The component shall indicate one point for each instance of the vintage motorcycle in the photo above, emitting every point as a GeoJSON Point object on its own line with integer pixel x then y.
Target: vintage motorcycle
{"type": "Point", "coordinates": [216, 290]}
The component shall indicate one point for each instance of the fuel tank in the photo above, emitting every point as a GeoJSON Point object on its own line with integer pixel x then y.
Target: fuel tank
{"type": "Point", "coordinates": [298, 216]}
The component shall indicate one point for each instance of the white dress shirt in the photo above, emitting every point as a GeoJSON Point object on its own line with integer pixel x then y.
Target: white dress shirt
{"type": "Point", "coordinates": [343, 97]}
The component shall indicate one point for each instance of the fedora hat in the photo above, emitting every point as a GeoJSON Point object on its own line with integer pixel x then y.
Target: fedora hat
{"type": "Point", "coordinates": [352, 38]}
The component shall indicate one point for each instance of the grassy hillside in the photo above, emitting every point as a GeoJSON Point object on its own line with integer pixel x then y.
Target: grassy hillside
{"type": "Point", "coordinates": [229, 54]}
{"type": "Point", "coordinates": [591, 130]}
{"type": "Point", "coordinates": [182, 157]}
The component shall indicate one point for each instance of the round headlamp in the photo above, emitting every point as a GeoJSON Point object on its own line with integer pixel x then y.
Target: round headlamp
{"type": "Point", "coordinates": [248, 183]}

· · ·

Brief: Format every line of the rows above as a numbered list, omitting any blank lines.

Response:
1. The component shall indicate one point for each instance of the vintage motorcycle in the photo above, emitting every point as a GeoJSON Point object on its own line with integer pixel x then y.
2. Target: vintage motorcycle
3. {"type": "Point", "coordinates": [216, 290]}
4. The component shall indicate one point for each instance of the fuel tank in the photo above, emitting every point as a GeoJSON Point object on its own line with integer pixel x then y.
5. Target: fuel tank
6. {"type": "Point", "coordinates": [298, 216]}
7. The component shall indicate one point for each instance of the white dress shirt in the photo above, emitting every point as a GeoJSON Point object on its own line with integer pixel x then y.
8. Target: white dress shirt
9. {"type": "Point", "coordinates": [343, 97]}
10. The component shall indicate one point for each instance of the fedora hat in the photo above, emitting every point as a GeoJSON Point object on its own line with integer pixel x then y.
11. Target: fedora hat
12. {"type": "Point", "coordinates": [352, 38]}
13. The component shall indicate one point for each instance of the grassy hillside in the photo above, emitting every point as a GeoJSON Point object on its own line with integer pixel x then y.
14. Target: grassy hillside
15. {"type": "Point", "coordinates": [229, 54]}
16. {"type": "Point", "coordinates": [591, 130]}
17. {"type": "Point", "coordinates": [182, 157]}
18. The component shall indicate one point for each instance of the round headlamp in the photo above, emitting every point as a GeoJSON Point object on its own line with integer pixel x then y.
19. Target: round headlamp
20. {"type": "Point", "coordinates": [248, 183]}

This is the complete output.